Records
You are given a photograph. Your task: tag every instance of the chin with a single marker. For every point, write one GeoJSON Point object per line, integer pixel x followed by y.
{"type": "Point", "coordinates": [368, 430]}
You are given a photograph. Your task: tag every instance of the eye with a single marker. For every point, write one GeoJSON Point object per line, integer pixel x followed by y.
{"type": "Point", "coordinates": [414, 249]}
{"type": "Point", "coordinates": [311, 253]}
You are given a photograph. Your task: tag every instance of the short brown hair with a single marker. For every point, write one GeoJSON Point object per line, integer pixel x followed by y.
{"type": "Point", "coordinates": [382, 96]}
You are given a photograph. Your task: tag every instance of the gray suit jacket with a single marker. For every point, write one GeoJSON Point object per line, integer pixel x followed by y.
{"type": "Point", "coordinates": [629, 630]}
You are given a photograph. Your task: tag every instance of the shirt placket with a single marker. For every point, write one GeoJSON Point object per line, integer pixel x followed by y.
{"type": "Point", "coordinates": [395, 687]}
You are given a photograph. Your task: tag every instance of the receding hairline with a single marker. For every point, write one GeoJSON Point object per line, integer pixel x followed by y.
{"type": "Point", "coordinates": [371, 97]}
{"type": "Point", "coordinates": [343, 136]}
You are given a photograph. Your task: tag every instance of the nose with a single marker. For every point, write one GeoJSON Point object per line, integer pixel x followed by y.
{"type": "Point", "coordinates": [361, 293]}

> WHAT NEEDS TO BE DONE
Write out the items again, requests included, starting with the line that contains "of the receding" and going on through the end of the items. Add 54 to every coordinate value in the answers.

> ANSWER TO THIS EXERCISE
You are given a photograph. Your task: tag every instance of the receding hairline with a single marker. For every point, write one GeoJSON Point object per line, integer pixel x followed by y.
{"type": "Point", "coordinates": [425, 151]}
{"type": "Point", "coordinates": [397, 190]}
You are given a photograph. Your task: tag every instance of the nose with a single marker. For every point, write one GeoJSON Point object per line, integer pixel x followed by y.
{"type": "Point", "coordinates": [415, 347]}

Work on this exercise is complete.